**PASSAGE:**
● ● ● ● ● ● ●

05 June 2016

Food Lab 35: Soft-Shell Crabs

It had been some time since your faithful Food Labbers had gathered, so we set a date without a plan for the third weekend of May. As date approached, we debated what to lab. Was anything interesting showing up in people's CSA boxes? The Washington Post had just run a story on making bagels - maybe we should revisit that? What about paella? Or the flambe lab that got canceled? Or alliums - aren't ramps coming into season?

And then your author noticed: that weekend would be the full moon in May. Which means something else would just be coming into season: soft-shell crabs. Assuming the Maine Avenue Fish Market got them in on the first day of season, we had our topic. And they did.

WARNING: if you're squeamish, you might want to skip this particular Lab report.

I love soft-shell crabs. I love them fried, sautéed, in Spider Rolls, in sandwiches, you name it. But I'd never tried preparing them, and the rest of the Food Lab crew hadn't even eaten them much. In short, we bought a dozen and had no idea what to do with them.

● ● ● ● ● ● ●

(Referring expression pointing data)
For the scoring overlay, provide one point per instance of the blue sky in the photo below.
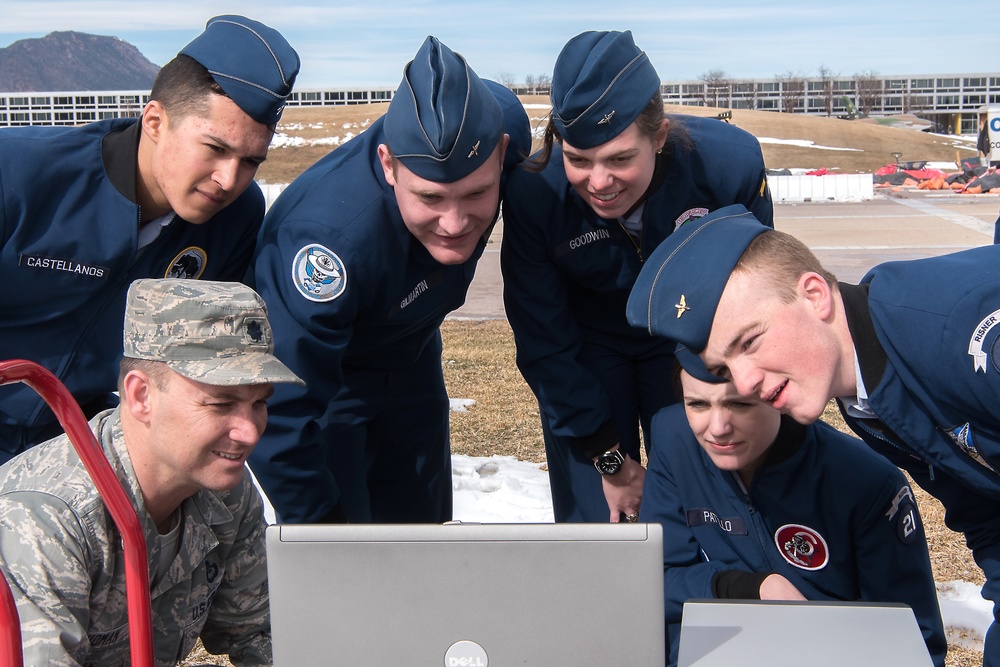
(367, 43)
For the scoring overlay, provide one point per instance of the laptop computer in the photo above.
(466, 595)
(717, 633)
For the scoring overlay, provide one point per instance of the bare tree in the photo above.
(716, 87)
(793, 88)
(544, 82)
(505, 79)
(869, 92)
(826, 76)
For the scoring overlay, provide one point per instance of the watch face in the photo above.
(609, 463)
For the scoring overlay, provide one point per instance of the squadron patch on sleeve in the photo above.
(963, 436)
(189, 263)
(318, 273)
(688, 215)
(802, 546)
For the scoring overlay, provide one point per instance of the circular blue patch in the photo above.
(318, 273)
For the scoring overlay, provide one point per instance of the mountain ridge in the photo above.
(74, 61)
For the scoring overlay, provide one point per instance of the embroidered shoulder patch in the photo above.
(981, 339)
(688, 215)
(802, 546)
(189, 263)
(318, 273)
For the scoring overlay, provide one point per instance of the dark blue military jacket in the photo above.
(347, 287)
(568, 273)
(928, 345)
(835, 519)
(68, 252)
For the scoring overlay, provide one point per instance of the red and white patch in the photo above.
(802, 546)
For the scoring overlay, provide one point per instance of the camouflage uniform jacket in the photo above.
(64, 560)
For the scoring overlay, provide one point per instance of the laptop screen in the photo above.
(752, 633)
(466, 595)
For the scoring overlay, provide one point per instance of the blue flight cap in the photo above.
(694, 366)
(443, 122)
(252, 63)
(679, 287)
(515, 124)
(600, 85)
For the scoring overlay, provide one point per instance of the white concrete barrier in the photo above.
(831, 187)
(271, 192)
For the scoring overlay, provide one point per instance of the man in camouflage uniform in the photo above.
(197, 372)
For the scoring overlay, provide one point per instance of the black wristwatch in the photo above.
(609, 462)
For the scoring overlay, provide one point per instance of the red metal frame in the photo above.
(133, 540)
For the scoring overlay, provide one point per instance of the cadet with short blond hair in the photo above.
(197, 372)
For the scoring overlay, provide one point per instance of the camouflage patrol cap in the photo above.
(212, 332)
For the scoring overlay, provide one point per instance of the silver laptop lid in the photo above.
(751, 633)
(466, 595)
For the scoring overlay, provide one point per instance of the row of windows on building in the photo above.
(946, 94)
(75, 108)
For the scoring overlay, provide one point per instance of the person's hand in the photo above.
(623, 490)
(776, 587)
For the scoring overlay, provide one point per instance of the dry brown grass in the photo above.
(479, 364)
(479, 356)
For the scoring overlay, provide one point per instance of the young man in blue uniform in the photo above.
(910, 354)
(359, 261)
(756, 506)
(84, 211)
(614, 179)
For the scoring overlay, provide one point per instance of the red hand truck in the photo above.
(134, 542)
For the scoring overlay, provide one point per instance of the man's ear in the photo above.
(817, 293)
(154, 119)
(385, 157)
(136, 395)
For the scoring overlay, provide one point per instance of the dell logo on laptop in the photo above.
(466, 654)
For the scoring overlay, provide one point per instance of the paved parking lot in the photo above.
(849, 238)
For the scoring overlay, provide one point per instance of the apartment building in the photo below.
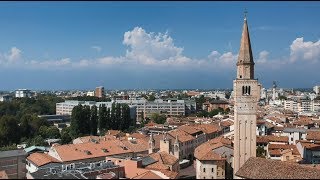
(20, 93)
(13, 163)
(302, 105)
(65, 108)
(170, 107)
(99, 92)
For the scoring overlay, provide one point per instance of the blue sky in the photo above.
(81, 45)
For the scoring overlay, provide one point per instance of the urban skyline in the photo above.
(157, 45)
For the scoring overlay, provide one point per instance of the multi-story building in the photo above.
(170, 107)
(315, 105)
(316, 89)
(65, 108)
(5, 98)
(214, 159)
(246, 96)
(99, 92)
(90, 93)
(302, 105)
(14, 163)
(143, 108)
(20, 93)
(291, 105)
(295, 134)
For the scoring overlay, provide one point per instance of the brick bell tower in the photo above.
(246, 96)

● ● ● ● ● ● ●

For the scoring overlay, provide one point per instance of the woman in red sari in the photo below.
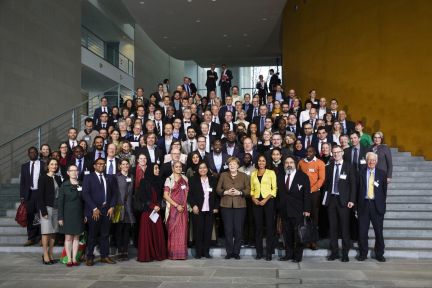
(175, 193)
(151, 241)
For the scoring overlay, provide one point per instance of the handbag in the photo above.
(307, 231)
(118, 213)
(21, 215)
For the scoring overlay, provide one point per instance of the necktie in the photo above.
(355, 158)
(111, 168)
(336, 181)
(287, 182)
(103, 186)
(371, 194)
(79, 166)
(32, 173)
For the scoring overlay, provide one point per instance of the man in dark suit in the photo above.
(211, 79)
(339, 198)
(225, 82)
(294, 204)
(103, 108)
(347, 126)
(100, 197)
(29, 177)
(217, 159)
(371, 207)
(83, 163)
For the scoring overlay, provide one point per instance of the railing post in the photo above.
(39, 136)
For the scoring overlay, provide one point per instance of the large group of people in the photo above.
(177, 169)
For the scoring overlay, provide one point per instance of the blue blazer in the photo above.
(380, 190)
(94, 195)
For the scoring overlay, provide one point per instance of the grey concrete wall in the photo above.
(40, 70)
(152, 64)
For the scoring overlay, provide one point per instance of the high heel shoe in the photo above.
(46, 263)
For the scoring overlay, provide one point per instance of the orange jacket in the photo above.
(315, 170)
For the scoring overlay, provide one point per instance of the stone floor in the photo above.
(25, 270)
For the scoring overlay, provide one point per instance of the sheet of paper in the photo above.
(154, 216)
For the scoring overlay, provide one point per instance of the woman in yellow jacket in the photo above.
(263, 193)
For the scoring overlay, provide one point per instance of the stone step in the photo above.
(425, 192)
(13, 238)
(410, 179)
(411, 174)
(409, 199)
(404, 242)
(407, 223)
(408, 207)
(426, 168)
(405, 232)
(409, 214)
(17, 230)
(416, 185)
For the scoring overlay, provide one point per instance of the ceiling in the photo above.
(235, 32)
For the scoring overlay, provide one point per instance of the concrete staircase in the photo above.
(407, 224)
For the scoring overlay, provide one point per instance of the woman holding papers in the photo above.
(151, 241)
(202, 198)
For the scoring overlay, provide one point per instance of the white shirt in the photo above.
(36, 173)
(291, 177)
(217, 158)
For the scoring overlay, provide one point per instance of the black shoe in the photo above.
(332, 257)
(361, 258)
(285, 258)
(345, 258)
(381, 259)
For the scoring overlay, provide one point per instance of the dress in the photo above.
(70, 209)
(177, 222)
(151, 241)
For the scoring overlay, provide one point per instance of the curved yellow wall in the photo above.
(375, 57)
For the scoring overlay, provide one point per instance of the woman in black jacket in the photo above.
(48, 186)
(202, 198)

● ● ● ● ● ● ●

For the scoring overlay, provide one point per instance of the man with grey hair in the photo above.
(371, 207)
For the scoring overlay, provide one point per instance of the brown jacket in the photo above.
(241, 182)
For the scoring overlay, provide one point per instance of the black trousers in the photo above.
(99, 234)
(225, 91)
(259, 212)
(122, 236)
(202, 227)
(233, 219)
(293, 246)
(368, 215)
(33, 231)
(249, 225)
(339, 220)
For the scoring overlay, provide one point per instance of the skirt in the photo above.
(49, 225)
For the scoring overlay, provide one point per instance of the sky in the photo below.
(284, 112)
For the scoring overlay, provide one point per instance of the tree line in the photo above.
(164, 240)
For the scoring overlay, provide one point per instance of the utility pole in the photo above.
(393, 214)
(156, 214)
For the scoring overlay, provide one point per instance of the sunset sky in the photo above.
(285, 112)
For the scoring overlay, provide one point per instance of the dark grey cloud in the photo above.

● ● ● ● ● ● ●

**EXERCISES TO COMPLETE:**
[A] Duplicate the Food Lab post starting at "And then your" and ending at "do with them.".
[B] Does the Food Lab post support each of these statements? Answer yes or no for each, quoting the deciding words. (i) The group bought a dozen soft-shell crabs. (ii) The author had often prepared soft-shell crabs before. (iii) The gathering was set for the third weekend of June.

**ANSWERS TO THE TASKS:**
[A]
And then your author noticed: that weekend would be the full moon in May. Which means something else would just be coming into season: soft-shell crabs. Assuming the Maine Avenue Fish Market got them in on the first day of season, we had our topic. And they did.

WARNING: if you're squeamish, you might want to skip this particular Lab report.

I love soft-shell crabs. I love them fried, sautéed, in Spider Rolls, in sandwiches, you name it. But I'd never tried preparing them, and the rest of the Food Lab crew hadn't even eaten them much. In short, we bought a dozen and had no idea what to do with them.

[B]
(i) Yes: "we bought a dozen and had no idea what to do with them."
(ii) No: "But I'd never tried preparing them"
(iii) No: "we set a date without a plan for the third weekend of May"